**Instructions to follow**. Retype all entries exactly, skipping pictures.

**Given data**.
■ ■ ■ ■ ■ ■ ■

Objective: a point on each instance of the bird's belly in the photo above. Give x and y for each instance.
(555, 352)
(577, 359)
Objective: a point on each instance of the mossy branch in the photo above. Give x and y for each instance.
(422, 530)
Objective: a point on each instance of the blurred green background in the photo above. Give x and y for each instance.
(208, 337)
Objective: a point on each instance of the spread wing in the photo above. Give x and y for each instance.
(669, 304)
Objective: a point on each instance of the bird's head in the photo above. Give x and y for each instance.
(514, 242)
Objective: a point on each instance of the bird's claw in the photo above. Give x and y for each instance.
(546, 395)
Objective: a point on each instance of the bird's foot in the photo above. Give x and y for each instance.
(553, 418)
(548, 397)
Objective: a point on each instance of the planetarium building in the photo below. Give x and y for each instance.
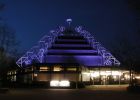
(69, 55)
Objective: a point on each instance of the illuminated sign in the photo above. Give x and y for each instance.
(56, 83)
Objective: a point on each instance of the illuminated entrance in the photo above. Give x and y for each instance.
(71, 55)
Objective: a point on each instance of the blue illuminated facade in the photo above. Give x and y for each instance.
(97, 55)
(73, 55)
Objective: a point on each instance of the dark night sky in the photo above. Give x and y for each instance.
(33, 18)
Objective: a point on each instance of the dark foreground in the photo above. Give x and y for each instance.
(89, 93)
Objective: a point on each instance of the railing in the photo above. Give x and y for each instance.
(108, 58)
(37, 52)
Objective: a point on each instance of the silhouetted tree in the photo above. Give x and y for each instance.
(8, 46)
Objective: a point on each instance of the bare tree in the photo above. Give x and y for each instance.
(8, 45)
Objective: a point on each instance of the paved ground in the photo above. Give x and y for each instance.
(89, 93)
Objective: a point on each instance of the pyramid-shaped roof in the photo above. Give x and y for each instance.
(66, 45)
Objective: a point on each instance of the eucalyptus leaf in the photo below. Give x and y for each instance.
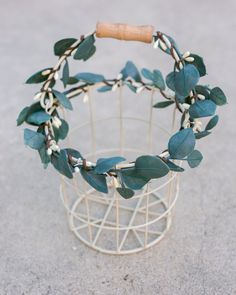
(33, 139)
(217, 95)
(64, 101)
(133, 179)
(105, 164)
(201, 89)
(38, 77)
(97, 181)
(45, 158)
(38, 118)
(181, 144)
(61, 46)
(194, 159)
(202, 134)
(173, 167)
(163, 104)
(22, 116)
(202, 108)
(74, 153)
(212, 123)
(151, 167)
(125, 192)
(60, 163)
(147, 74)
(158, 80)
(186, 79)
(104, 88)
(170, 80)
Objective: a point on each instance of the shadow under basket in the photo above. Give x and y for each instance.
(107, 222)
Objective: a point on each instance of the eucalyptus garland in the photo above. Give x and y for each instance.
(180, 88)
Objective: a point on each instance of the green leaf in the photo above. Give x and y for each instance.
(147, 74)
(45, 158)
(105, 164)
(61, 46)
(217, 95)
(212, 123)
(104, 88)
(151, 167)
(163, 104)
(38, 118)
(125, 192)
(170, 80)
(38, 77)
(74, 153)
(181, 144)
(65, 74)
(186, 79)
(61, 97)
(90, 77)
(22, 116)
(173, 167)
(158, 80)
(199, 64)
(201, 89)
(36, 107)
(202, 134)
(72, 81)
(33, 139)
(194, 159)
(97, 181)
(202, 108)
(60, 163)
(86, 48)
(133, 179)
(130, 70)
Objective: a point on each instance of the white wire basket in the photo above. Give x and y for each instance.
(107, 222)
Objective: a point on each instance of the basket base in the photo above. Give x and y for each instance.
(112, 225)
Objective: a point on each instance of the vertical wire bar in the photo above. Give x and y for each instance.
(146, 217)
(117, 222)
(121, 123)
(170, 187)
(150, 137)
(92, 127)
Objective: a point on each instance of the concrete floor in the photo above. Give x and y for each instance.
(37, 253)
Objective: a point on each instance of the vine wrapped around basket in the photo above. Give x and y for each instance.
(181, 88)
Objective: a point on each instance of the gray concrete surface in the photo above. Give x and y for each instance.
(36, 256)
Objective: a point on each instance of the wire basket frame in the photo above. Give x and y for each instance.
(107, 222)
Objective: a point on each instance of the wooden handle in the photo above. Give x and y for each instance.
(125, 32)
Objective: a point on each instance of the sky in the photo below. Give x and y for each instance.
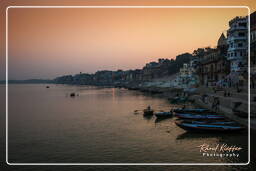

■ ■ ■ ■ ■ ■ ■

**Exercise solution**.
Objective: a point on each instance of the bird's belly in the photo above. Give x and y for each instance.
(555, 352)
(577, 359)
Objective: a point on each instance of the mossy branch in the photo above. Give x and y for each instance.
(422, 530)
Objective: a point on each instance of the blurred green background in the photo above. Give x and y for each instance.
(208, 337)
Objective: a point on each instance of the spread wing in the photo above. Give x and y for each instance.
(669, 304)
Objective: a point on each instance of the bird's head in the photo above. Give x and y for each instance.
(514, 242)
Objective: a point on each instance of the bird's claw in the photo above. Give x and y for each instance.
(546, 395)
Objective: a point on each instance of the bird's foot in the photo above. Give x and y for each instance.
(553, 418)
(548, 397)
Objective: a point on each instance of the planetarium building in the photo below. Give x and y for each instance.
(69, 55)
Objective: a point on each instance of the illuminated sign in the photo above. Give x and y for each instance.
(56, 83)
Objective: a point on each instance of the illuminated entrance in the photo above. Give x and y for each instance.
(71, 55)
Objective: a point on each instance of the blue illuminated facade in the photo above. Give x and y for each instance.
(97, 55)
(73, 55)
Objective: a point on each instance of the dark night sky in the photo above. Give x and y for each instance.
(33, 18)
Objective: a point on each instance of the dark foreground in the photo above. Give x and y for each instance.
(89, 93)
Objective: a point on each instance of the railing in the photo above. Give x and y for each instance.
(108, 58)
(37, 52)
Objective: a point on each instance of the silhouetted tree in the photo above. Give x and y for each instance.
(8, 46)
Objective: a point on each instance of the bare tree in the photo above. Give x and y for each instance.
(8, 45)
Objective: a point on each instance of the paved ground in the photo above. Give x and y for each instance.
(89, 93)
Objective: a point on each instance of the pyramid-shaped roof in the photo above. Give x and y for each instance.
(66, 45)
Objective: a point on each instance of the eucalyptus leaf in the photo below. Give x and y for each instance.
(33, 139)
(217, 95)
(64, 101)
(133, 179)
(105, 164)
(201, 89)
(38, 77)
(97, 181)
(45, 158)
(38, 118)
(181, 144)
(61, 46)
(194, 159)
(202, 134)
(173, 167)
(163, 104)
(22, 116)
(202, 108)
(74, 153)
(212, 123)
(151, 167)
(125, 192)
(60, 163)
(147, 74)
(158, 80)
(186, 79)
(104, 88)
(170, 80)
Objective: a point on each instance of the shadow under basket in the photo above. Give x and y for each instance.
(107, 222)
Objective: a point on each instance of the eucalyptus garland in the photo above. Give x and y for each instance.
(180, 88)
Objective: a point on each instance of the green leaf in the photo above. Give x and y for each instance.
(147, 74)
(45, 158)
(105, 164)
(61, 46)
(217, 95)
(212, 123)
(104, 88)
(151, 167)
(163, 104)
(38, 118)
(125, 192)
(170, 80)
(38, 77)
(74, 153)
(181, 144)
(65, 74)
(186, 79)
(61, 97)
(90, 77)
(22, 116)
(173, 167)
(158, 80)
(199, 64)
(201, 89)
(36, 107)
(202, 134)
(72, 81)
(33, 139)
(194, 159)
(97, 181)
(202, 108)
(60, 163)
(86, 48)
(133, 179)
(130, 70)
Objective: a point on each instance of the white wire basket in the photo above. Give x and y for each instance.
(107, 222)
Objective: a point on each instance of the basket base in the photo above. Give x and y for each instance.
(112, 225)
Objective: a point on each instance of the vertical wire bar in the photo above. Give x and y for each instance.
(146, 217)
(117, 222)
(121, 123)
(170, 187)
(150, 137)
(92, 127)
Objective: a point on each instance of the concrete floor in the photo above. Give x and y for each instance.
(37, 253)
Objective: a point on each instance of the vine wrapped around basket in the photo above. Give x and y for each instance.
(181, 88)
Objective: a point on each instance of the gray concrete surface in the photo above. Give x and y for each instance.
(36, 256)
Objective: a point on each instance of the wire basket frame in the photo above. Give x and y for each instance.
(107, 222)
Objective: a point on each instance of the wooden handle in the photo above. Give x and y for each instance.
(125, 32)
Objective: a point on each instance of the sky in the photo below. Give x and y for each instance.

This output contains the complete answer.